Directions:
From the items below, extract every line that contains the string "white" and copy each one out in full.

↓↓↓

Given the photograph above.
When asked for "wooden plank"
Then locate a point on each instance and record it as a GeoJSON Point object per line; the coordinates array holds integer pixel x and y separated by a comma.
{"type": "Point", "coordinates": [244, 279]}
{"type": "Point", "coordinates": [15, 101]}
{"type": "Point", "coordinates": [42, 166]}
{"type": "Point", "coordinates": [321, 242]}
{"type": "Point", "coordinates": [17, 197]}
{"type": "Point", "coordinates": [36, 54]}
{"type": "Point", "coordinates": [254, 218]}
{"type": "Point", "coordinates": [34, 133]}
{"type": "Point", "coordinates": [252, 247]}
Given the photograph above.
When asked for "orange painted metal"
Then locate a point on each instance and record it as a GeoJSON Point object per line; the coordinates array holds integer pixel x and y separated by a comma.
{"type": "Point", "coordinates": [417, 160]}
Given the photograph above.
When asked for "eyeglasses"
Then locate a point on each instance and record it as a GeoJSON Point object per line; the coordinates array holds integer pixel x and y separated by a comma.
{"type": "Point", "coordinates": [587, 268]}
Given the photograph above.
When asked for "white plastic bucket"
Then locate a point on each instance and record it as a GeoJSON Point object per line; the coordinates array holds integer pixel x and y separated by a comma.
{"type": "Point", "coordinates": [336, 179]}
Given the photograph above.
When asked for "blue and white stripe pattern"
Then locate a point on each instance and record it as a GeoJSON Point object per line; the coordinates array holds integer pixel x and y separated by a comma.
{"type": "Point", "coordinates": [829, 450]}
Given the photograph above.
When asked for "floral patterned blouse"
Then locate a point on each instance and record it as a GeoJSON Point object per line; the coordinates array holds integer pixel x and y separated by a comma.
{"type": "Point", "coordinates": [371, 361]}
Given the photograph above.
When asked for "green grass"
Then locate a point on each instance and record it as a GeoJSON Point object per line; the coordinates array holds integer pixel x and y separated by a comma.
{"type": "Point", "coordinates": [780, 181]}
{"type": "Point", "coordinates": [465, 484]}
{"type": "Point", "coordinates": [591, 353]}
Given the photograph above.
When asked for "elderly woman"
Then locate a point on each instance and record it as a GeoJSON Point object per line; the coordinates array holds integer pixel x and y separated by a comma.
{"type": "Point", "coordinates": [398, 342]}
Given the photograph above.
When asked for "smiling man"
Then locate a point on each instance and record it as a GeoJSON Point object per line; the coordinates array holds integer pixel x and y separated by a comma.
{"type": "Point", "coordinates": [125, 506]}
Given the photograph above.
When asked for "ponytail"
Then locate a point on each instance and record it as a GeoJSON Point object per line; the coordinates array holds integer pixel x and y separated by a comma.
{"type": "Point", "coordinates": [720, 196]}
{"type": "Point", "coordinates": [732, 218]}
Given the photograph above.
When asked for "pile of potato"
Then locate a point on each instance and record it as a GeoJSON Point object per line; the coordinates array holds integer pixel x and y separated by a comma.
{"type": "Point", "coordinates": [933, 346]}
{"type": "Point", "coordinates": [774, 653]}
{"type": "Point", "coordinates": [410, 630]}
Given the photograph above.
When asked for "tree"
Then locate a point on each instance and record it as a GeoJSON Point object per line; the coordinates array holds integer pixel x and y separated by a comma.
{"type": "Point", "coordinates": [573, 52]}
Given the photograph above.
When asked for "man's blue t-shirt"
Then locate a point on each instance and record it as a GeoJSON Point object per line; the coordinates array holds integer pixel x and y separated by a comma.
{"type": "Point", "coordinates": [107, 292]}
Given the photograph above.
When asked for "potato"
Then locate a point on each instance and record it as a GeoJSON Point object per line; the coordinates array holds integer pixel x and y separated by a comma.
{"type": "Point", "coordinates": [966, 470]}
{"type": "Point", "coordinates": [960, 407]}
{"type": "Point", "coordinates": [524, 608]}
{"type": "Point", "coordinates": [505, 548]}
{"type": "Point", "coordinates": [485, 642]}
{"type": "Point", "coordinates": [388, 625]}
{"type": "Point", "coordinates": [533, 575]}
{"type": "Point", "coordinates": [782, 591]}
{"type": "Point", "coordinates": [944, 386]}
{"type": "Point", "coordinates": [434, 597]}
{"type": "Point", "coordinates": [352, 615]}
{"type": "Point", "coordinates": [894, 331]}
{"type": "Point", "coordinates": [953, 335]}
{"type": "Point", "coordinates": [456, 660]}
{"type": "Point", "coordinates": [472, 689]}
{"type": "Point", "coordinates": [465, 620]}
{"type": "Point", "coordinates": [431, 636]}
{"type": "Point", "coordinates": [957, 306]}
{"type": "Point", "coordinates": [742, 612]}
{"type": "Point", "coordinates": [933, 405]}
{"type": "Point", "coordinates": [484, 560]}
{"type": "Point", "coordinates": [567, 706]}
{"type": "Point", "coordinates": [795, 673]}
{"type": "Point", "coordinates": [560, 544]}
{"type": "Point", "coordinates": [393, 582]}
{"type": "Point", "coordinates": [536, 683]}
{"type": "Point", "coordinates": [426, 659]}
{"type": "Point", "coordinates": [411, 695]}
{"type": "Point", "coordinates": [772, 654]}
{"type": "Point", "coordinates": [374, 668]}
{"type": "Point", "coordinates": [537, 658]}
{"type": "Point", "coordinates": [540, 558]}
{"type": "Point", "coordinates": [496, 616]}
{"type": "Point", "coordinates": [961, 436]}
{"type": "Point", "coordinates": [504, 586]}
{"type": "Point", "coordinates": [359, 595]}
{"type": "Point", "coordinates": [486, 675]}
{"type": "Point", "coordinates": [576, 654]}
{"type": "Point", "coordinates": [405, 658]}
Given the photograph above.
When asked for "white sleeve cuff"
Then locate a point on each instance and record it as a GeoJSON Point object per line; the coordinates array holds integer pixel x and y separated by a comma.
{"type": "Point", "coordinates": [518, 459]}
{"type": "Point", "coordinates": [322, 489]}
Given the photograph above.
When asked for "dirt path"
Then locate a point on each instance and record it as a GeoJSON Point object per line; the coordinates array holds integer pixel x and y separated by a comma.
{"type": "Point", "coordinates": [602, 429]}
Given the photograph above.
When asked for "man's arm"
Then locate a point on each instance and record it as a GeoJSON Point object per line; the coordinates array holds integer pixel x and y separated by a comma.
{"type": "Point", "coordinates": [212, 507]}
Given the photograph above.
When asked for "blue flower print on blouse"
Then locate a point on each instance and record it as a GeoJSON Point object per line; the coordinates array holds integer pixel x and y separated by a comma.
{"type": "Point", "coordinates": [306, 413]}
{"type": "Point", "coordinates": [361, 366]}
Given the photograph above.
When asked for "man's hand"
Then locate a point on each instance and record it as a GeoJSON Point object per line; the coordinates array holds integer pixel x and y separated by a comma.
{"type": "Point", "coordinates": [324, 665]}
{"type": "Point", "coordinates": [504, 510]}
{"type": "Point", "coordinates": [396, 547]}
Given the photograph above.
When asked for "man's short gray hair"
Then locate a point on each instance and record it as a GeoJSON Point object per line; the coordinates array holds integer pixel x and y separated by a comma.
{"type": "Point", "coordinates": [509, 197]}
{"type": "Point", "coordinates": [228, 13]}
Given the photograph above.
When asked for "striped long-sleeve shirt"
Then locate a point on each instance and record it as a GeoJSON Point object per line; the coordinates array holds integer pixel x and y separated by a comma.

↑↑↑

Exercise output:
When asked for "white plastic bucket"
When asked for "blue and white stripe pattern"
When asked for "white sleeve cuff"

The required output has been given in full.